Document segment:
Why Are Physicists Convinced of the Human Soul?

Are science and spirituality mutually exclusive?

Alan Lightman, a physicist who has researched black holes, stellar dynamics and relativistic gravitation theory, no longer thinks so.

Alan Lightman

He went to Cambodia on a foreign aid mission to help the people of a small village build up their infrastructure. The village lacked some very basic resources, like reliable access to healthcare. But for all the things they needed, they asked volunteers to spend their limited budget on building one thing: a mosque.

Lightman was surprised and, at first, confused. Surely access to healthcare must be more important than a religious space, right?

But then, he says, “We began to understand what the mosque meant to them. The mosque is not just a religious site, it’s the center of their social, cultural, and spiritual life. They have meetings in the mosque that are not necessarily religious meetings. The whole life of the village revolves around the mosque… It gave us a deeper understanding of the soul of this village.”

“I think that it has made me a more spiritual person myself. I am a materialist, but I call myself a spiritual materialist. I think my development as a spiritual person has been greatly enhanced and motivated and inspired by my work in this village.”

Lightman is not the first physicist whose experiences have coaxed him to look beyond the narrow borders of materialism. But some are not as open-minded.

Matter vs. mind: the war between materialism and idealism

Materialism is the idea that matter is the fundamental substance in nature, and that all things, including the mind and consciousness, are results of material interactions. In Idealism, the mind and consciousness are distinct from and senior to matter.

To materialists, things like thought and decision supposedly arise from a physical organ: the brain. Human behavior, decision, and thought are the result of nothing but the physical laws of entropy, diffusion and electricity along nerve channels in the brain.

Idealists believe that the mind and consciousness are senior to, and able to control, matter. In other words, one’s spirit or soul is the thing which decides, thinks, and is the causative force that starts physical processes like electrical brain impulses and neuromuscular chain reactions.

Some of the most vocal proponents of materialism are in industries such as psychiatry, which would have people believe that all thought and decision is a result of chemical interactions in the brain. The more you think about it, the less it makes sense. If this idea were true, then there would be no such thing as free will or personal responsibility— electricity and chemicals cannot “decide” to do anything.

Request: Copy the stretch from "Idealists believe that" through "to do anything." in the article on physicists and the human soul, replacing "psychiatry" with "neurology". The lines after this point come from an unrelated source.

Given records:
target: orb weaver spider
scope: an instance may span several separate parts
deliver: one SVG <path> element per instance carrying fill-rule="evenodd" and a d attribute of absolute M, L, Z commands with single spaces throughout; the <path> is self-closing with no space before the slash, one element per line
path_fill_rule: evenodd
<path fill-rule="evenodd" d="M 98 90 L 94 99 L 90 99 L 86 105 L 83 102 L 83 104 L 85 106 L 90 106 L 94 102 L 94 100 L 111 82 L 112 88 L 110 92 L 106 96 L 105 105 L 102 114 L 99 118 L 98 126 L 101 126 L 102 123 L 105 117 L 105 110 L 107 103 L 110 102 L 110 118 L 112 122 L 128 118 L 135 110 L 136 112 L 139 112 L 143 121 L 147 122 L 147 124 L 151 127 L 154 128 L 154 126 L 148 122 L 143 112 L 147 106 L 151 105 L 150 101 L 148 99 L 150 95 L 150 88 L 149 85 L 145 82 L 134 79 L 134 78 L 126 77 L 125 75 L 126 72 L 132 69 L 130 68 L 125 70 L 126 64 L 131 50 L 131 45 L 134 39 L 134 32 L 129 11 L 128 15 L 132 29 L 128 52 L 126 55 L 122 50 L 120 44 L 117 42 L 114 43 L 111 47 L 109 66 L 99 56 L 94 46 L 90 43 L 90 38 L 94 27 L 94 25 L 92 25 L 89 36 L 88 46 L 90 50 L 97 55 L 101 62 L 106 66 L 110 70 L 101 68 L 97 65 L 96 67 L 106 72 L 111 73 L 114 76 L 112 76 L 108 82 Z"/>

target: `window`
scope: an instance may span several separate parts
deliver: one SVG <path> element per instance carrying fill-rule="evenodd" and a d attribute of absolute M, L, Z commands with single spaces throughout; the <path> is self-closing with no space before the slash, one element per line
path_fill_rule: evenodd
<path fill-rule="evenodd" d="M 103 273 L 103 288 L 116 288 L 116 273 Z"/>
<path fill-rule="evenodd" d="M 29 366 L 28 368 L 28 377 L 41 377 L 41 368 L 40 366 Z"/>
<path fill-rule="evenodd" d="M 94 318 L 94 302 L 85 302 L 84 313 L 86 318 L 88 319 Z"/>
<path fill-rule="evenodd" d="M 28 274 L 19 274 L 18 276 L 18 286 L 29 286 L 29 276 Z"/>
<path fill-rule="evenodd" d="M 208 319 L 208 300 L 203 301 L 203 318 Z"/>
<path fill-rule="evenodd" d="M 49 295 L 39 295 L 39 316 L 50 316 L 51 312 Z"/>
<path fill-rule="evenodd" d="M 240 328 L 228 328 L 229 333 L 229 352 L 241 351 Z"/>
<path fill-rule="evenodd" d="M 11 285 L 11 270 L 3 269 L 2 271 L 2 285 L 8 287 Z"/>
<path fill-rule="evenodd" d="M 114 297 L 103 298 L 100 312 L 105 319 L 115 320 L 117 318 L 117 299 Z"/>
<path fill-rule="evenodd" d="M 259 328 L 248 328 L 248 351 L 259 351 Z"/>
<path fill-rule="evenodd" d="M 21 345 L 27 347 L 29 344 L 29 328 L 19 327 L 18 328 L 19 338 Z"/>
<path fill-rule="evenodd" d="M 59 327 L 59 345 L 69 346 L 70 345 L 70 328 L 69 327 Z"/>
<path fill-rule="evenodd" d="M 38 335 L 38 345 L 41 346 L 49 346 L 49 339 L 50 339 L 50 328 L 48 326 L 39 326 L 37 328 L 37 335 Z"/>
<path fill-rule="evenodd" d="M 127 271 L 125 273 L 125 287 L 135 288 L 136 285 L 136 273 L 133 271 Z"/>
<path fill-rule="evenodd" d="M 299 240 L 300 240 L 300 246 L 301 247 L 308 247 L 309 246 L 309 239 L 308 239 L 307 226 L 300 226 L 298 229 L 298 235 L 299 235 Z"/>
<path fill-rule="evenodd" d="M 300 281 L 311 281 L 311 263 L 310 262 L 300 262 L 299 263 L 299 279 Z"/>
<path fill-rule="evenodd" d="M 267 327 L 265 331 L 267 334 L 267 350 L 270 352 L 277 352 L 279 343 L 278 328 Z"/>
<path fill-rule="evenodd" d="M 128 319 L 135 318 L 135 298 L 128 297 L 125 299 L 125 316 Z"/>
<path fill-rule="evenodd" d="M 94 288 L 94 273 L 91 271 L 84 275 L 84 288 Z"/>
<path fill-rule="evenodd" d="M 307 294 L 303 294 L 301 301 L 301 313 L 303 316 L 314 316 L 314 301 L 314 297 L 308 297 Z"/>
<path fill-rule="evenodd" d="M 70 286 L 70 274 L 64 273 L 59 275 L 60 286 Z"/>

Task result:
Idealists believe that the mind and consciousness are senior to, and able to control, matter. In other words, one’s spirit or soul is the thing which decides, thinks, and is the causative force that starts physical processes like electrical brain impulses and neuromuscular chain reactions.

Some of the most vocal proponents of materialism are in industries such as neurology, which would have people believe that all thought and decision is a result of chemical interactions in the brain. The more you think about it, the less it makes sense. If this idea were true, then there would be no such thing as free will or personal responsibility— electricity and chemicals cannot “decide” to do anything.